-- Problemas e tarefas --
A) De acordo com o trecho do documento, qual artigo da Constituição de 1988 traz os incisos sobre o direito de propriedade e sua função social?
B) Liste os tipos de imóvel mencionados no trecho do documento na definição de ocupação.
C) Copie do trecho do documento a passagem que vai de "Desse modo, aos" até "na referida propriedade.", inclusive.

-- Trecho do documento --
Por fim, a partir do momento em que não há crime na conduta do MST, não há o que se falar em aplicação do artigo 286 do Código Penal por total ausência de incitação de crime, uma vez que a incitação do MST, em verdade, é por uma reforma agrária popular [4].

Desse modo, aos que, tal como a CNA, imputam ao MST a prática de crimes, o fazem por confundir dois institutos, quais sejam: a invasão e a ocupação, porém eles representam realidades distintas, tal como será visto no próximo tópico.

Ocupação x invasão
Infelizmente, muitas pessoas tentam criminalizar os movimentos sociais que lutam por moradia dizendo que eles invadem a propriedade das pessoas, mas isso não é verdade, pois não podemos confundir invasão com ocupação.

Invadir é quando você entra sem permissão em uma casa que cumpre sua função social. Assim, se alguém mora em uma casa ou produz em sua terra, nenhum movimento social vai entrar na referida propriedade.

O que o movimento social faz é uma ocupação. E o que é ocupar? É quando se entra em uma casa, prédio ou terreno que não cumpre sua função social, que está abandonado. Assim, o movimento dá uma função social, seja moradia ou produção, para um bem abandonado.

Frise-se que o artigo 5º da Constituição 1988, seguindo a linha existente desde a Constituição de 1967 [5], prevê: "XXII – é garantido o direito de propriedade; XXIII – a propriedade atenderá a sua função social".

Desse modo, no mesmo momento em que assegura o direito de propriedade, a Constituição de 1988 afirma que ela deverá ter uma função social, com a possibilidade de o poder público desapropriar as propriedades improdutivas [6], não sendo o direito de propriedade um direito absoluto, mas sim relativo e condicionado [7], exigindo que os proprietários deem alguma utilidade para suas propriedades. Assim, quem comete um ilícito não é quem ocupa uma terra improdutiva para produzir, mas sim quem abandona uma terra sem morar ou produzir nela, sendo o Brasil um dos países que mais possui terras improdutivas no mundo [8].

Logo, os movimentos sociais de moradia cumprem um papel importantíssimo para a nossa sociedade garantido teto e trabalho para as pessoas, que é, como afirma Jorge Miranda, uma das dimensões da dignidade humana [9], sendo muito melhor para todas e todos um terreno abandonado virar uma moradia ou um local de trabalho produtivo do que continuar como foco de doenças e de outras mazelas.

Conclusão
É uma pena que até a presente data ainda tenhamos políticos, empresários e pessoas influentes buscando a criminalização dos movimentos sociais.

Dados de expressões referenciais
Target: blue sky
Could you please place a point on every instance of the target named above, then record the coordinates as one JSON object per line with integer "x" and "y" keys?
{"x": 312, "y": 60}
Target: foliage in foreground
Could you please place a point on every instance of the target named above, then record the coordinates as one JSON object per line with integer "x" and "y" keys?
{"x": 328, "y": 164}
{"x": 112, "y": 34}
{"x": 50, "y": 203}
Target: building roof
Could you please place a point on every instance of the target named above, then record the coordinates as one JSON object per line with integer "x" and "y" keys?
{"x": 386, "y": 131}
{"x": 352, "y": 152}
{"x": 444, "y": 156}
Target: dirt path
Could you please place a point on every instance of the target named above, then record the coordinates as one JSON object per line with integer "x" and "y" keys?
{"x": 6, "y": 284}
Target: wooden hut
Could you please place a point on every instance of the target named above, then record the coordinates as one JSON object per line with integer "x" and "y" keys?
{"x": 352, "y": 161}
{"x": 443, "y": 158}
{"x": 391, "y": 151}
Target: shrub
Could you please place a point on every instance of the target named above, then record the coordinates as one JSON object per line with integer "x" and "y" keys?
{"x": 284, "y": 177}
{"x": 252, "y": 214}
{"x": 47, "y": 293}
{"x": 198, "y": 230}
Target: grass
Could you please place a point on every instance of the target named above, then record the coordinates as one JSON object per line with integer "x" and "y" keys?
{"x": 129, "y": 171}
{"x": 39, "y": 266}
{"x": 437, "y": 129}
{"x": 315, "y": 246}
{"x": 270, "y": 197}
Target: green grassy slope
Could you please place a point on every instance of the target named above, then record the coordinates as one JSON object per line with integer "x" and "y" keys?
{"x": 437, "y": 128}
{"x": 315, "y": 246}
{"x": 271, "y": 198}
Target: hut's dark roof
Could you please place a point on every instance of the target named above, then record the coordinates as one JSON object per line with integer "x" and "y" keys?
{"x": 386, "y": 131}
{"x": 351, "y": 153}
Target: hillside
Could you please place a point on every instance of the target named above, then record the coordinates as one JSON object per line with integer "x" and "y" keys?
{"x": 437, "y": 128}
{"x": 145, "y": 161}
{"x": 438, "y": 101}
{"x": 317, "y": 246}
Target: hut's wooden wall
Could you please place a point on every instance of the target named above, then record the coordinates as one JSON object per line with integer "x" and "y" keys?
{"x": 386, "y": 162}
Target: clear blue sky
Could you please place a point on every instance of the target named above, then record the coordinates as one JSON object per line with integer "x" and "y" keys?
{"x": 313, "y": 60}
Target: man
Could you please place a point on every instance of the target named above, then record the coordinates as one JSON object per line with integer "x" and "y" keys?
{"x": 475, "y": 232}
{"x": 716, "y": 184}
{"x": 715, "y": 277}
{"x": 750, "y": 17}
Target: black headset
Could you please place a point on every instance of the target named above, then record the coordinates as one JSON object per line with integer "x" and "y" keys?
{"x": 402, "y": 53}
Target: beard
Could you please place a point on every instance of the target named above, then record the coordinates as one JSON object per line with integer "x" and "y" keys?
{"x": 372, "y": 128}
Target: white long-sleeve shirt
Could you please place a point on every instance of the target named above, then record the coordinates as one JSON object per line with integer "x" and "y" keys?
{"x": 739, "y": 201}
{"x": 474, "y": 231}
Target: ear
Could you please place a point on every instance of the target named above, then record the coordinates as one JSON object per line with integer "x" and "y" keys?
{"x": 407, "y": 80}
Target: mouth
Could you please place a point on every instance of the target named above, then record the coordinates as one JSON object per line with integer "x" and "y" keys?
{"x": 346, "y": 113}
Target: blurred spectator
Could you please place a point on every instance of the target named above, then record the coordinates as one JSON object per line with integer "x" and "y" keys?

-- Soluções por tarefa --
A) O artigo 5º.

B) Casa, prédio e terreno.

C)
Desse modo, aos que, tal como a CNA, imputam ao MST a prática de crimes, o fazem por confundir dois institutos, quais sejam: a invasão e a ocupação, porém eles representam realidades distintas, tal como será visto no próximo tópico.

Ocupação x invasão
Infelizmente, muitas pessoas tentam criminalizar os movimentos sociais que lutam por moradia dizendo que eles invadem a propriedade das pessoas, mas isso não é verdade, pois não podemos confundir invasão com ocupação.

Invadir é quando você entra sem permissão em uma casa que cumpre sua função social. Assim, se alguém mora em uma casa ou produz em sua terra, nenhum movimento social vai entrar na referida propriedade.